Written instruction 1:
Answer these questions about the Naive Bayes notebook excerpt.
(a) Whose Naive Bayes classifier does the program apply?
(b) What file name is used for the output path of relevant tweets?
(c) Which two strings are listed as irrelevant characters in the tweet cleanup function?

Page excerpt:
---*---
## Naive Bayes Text Classification ##

Tha following program applies the Naive Bayes classifier provided by NLTK to input data files.

In [None]:
# Author: Elizabeth Brooks
# Date Modified: 07/06/2015

# PreProcessor Directives
import os
import sys
sys.path.append(os.path.realpath('../'))
import csv
import yaml
import re
from nltk.classify import apply_features
import random
# Directives for twc yaml
import twittercriteria as twc
twc.loadCriteria()
twc.clearCriteria()

# Global field declarations
keyword = twc.getKeywordRegex()
current_dir = os.getcwd()
# Set the output file path
relevantPath = current_dir + '/RelevantTweets.txt'
irrelevantPath = current_dir + '/IrrelevantTweets.txt'
# Initialize the training and dev data sets
trainSet, devSet = []

# Function to clean up tweet strings 
# by manually removing irrelevant data (not words)
def cleanUpTweet(tweet_text):
    # Irrelevant characters
    twitterMarkup = ['&amp;', 'http://t.co/']
    temp = tweet_text.lower()
    # Use regex to create a regular expression 
    # for removing undesired characters
    temp = re.sub('|'.join(twitterMarkup), r"", temp)
    return temp
# End cleanUpTweet

# Function to search for tweets based on pre-determined key words
def containsKeyword(tweet_text):
    return keyword.search(tweet_text) is not None
# End containsKeyword

The above function removes irrelevant characters from the tweet strings contained in the Twitter data csv files.

In [None]:
# Function for organizing data for labeling
def createRelevanceDict(txt_data):
    # Create object for writting to a text file
    relevantTxtFile = open(relevantPath, "w")
    irrelevantTxtFile = open(irrelevantPath, "w")
    # Write the tweets sorted to their respective files
    with open(txt_data + ".csv") as fileData:
        for line in fileData:
            # Determie the label to assign a tweet based on keyword
            if containsKeyword(line):
                relevantTxtFile.write(line + "\n")
            else:
                irrelevantTxtFile.write(line + "\n")
            # End else
    # Close the files
    relevantTxtFile.close()
    irrelevantTxtFile.close()
    # Inititialize dictionary classes
    initDictSet()
# End createRelevanceDict

# Function to initialize the feature sets
def initDictSet():
    # Create object for writting to a text file
    relevantTxtFile = open(relevantPath, "w")
    irrelevantTxtFile = open(irrelevantPath, "w")
    # Assign labels to tweets
    # Two classes, relevant and irrelevant to the marathon
    labeledTweets = ([(word, 'relevant') for word in relevantTxtFile.read().split()] +
        [(word, 'irrelevant') for word in irrelevantTxtFile.read().split()])
---*---
Data extract:
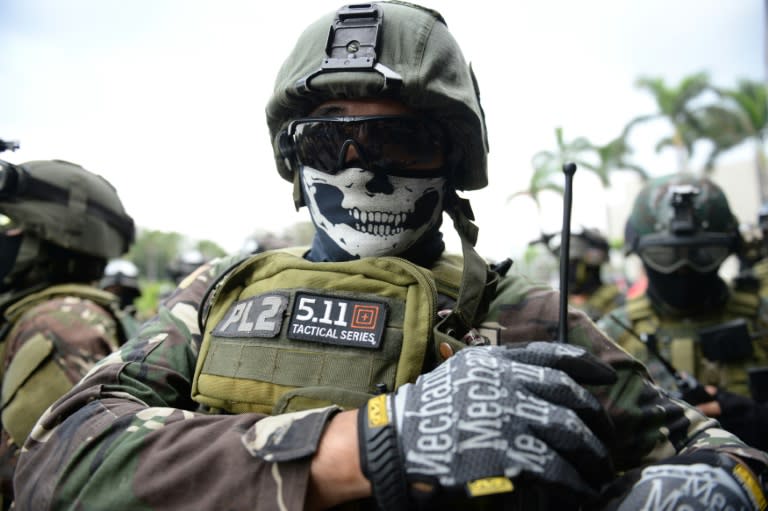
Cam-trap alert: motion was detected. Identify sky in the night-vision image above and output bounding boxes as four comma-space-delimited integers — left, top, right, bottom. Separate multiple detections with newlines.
0, 0, 766, 259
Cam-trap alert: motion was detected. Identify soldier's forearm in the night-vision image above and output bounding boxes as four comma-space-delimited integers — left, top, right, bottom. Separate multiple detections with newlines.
305, 410, 371, 511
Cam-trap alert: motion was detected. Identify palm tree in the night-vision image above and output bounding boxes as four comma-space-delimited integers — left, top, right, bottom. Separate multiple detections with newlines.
625, 72, 710, 172
592, 129, 648, 183
507, 160, 564, 212
717, 80, 768, 204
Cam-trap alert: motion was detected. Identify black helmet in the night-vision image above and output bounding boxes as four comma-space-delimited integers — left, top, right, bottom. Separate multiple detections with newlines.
625, 174, 739, 273
0, 160, 135, 259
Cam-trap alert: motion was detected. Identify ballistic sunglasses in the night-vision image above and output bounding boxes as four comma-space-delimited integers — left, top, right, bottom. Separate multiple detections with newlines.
288, 115, 446, 177
637, 233, 736, 273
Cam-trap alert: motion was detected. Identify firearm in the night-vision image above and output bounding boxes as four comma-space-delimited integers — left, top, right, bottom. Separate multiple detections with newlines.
608, 314, 714, 405
0, 138, 21, 153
---*---
Written instruction 2:
Write out the records from the line holding "Cam-trap alert: motion was detected. Identify firearm" through the end of the records, inclusive.

Task result 1:
(a) NLTK's.
(b) RelevantTweets.txt
(c) '&amp;' and 'http://t.co/'

Task result 2:
Cam-trap alert: motion was detected. Identify firearm in the night-vision image above and output bounding boxes as four comma-space-delimited integers — left, top, right, bottom. Separate multiple detections with newlines.
608, 314, 714, 405
0, 138, 21, 153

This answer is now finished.